** Short problem **
Please copy out the material word for word, starting with the line that contains "Outline any white field line you see." and going on through the line that contains "1164, 295, 1200, 330", with both of those lines included and nothing else.

** Data extract **
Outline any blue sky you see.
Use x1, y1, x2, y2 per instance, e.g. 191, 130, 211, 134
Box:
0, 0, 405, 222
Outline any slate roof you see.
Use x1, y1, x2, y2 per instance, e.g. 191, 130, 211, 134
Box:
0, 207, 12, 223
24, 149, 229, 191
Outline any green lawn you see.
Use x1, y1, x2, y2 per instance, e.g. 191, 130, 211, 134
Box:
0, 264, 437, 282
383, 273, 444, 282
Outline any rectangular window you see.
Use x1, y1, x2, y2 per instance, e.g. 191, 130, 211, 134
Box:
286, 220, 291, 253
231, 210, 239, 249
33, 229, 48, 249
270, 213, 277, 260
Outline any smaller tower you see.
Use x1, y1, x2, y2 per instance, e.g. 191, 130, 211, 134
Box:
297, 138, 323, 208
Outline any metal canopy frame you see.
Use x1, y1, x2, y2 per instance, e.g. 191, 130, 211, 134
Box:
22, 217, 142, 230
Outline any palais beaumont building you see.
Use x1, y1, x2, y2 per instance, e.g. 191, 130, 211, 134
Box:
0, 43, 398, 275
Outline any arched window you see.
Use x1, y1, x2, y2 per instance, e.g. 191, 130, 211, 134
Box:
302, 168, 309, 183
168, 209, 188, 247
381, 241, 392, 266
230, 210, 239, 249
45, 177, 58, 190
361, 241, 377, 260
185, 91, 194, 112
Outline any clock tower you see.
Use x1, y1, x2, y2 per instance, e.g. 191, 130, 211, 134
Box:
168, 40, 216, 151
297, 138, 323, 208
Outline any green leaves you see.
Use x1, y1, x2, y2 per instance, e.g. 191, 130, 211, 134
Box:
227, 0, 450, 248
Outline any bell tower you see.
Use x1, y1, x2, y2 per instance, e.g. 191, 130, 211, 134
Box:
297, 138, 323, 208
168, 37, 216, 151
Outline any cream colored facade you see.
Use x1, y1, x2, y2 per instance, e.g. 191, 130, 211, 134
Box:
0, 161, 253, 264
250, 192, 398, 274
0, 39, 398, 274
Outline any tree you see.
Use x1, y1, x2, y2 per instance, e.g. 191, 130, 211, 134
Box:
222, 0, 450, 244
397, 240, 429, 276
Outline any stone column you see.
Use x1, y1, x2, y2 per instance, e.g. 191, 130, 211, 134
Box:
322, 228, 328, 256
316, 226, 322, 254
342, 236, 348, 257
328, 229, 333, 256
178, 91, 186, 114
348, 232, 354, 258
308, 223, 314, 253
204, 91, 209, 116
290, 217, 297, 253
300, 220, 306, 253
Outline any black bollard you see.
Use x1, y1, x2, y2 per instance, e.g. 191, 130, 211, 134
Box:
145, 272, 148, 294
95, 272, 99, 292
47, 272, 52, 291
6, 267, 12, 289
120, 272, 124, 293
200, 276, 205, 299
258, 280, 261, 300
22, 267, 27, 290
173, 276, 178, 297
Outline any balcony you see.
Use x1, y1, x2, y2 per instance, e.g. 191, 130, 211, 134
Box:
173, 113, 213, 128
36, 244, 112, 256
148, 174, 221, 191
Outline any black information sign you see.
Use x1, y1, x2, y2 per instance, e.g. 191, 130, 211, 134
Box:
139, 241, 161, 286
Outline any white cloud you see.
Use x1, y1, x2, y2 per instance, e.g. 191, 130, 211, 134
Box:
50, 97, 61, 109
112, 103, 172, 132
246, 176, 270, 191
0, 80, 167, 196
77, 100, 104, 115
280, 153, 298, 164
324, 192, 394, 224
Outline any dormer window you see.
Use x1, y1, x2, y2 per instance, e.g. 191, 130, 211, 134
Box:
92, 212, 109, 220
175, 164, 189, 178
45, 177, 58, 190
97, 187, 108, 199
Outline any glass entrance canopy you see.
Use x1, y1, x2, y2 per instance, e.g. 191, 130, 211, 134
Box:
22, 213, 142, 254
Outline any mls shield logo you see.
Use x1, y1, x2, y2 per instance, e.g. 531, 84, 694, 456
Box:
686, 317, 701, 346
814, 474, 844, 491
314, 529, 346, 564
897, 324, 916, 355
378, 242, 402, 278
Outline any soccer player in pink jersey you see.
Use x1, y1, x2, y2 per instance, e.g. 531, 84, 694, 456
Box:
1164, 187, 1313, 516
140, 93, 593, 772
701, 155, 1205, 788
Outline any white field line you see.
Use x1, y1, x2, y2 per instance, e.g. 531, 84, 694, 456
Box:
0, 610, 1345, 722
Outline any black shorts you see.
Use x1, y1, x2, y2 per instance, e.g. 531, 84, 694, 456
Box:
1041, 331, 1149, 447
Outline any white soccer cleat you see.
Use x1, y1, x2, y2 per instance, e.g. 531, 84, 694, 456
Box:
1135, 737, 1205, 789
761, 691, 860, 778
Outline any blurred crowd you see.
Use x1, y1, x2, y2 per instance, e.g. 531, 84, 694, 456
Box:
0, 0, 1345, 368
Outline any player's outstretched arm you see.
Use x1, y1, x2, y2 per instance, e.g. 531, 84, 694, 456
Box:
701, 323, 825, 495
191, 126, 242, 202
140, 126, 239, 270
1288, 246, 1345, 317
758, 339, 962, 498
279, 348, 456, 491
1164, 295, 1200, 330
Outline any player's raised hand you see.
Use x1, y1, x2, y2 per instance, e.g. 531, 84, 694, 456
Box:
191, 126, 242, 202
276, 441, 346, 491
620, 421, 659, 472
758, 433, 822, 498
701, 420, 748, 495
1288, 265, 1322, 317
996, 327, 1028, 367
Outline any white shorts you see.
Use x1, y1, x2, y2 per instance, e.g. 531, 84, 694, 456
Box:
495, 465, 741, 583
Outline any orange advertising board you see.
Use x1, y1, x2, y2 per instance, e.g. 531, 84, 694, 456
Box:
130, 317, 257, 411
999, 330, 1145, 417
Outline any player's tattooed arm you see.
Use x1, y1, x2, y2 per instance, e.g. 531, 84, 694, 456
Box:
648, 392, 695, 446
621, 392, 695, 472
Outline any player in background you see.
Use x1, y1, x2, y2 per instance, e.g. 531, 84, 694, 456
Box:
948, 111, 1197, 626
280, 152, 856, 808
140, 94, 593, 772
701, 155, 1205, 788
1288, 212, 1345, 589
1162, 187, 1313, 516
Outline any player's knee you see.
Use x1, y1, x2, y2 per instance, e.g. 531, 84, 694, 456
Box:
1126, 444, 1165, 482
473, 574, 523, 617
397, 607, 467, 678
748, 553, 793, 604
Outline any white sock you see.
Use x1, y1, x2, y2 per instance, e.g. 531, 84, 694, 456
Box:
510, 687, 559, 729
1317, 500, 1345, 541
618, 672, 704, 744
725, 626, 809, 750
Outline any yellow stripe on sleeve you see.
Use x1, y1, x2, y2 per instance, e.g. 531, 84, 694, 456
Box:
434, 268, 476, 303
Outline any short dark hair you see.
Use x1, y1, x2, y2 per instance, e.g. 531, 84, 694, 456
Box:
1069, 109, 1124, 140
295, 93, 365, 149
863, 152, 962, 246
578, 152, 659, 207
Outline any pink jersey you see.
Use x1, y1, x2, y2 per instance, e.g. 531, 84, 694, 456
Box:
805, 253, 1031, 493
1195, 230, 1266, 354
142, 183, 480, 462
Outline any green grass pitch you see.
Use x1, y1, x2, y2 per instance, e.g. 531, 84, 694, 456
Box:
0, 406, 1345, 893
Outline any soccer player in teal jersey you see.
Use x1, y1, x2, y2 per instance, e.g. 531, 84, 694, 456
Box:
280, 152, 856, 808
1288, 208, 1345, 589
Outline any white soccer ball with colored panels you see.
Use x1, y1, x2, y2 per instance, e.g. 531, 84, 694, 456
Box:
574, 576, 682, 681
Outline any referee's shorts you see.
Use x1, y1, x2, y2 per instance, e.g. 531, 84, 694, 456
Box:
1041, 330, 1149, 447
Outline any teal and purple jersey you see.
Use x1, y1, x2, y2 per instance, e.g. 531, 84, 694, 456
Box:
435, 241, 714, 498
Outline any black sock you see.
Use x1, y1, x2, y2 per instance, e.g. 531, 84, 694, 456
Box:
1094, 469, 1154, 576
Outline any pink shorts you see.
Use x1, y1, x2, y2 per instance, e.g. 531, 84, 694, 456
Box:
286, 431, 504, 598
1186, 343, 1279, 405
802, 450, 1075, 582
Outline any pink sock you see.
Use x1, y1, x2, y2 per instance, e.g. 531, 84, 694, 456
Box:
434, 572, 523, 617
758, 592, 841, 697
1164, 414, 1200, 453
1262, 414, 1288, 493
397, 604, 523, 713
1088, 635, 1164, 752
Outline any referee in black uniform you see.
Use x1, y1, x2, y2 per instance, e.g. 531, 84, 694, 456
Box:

** Result of the exercise **
Outline any white field line you see.
Use x1, y1, x2, y2 per instance, e.g. 531, 84, 694, 456
Box:
0, 610, 1345, 722
Outline any black shorts you see.
Use x1, y1, x2, y2 per instance, e.g. 531, 84, 694, 456
Box:
1041, 331, 1149, 447
Outline any white soccer cleat you see.
Use x1, y1, x2, y2 per instance, e.g. 531, 84, 694, 456
Box:
1135, 737, 1205, 789
761, 691, 860, 778
Outline any blurred crowd you see.
Use x1, y1, x2, y2 per instance, e.g. 531, 84, 694, 456
Box:
0, 0, 1345, 368
Outline any player's outstretched arm you see.
Use x1, y1, x2, y2 per instance, e.g. 531, 84, 694, 456
Box:
701, 323, 825, 495
191, 126, 242, 202
140, 126, 239, 270
1288, 246, 1345, 317
758, 339, 962, 498
279, 348, 456, 491
1164, 295, 1200, 330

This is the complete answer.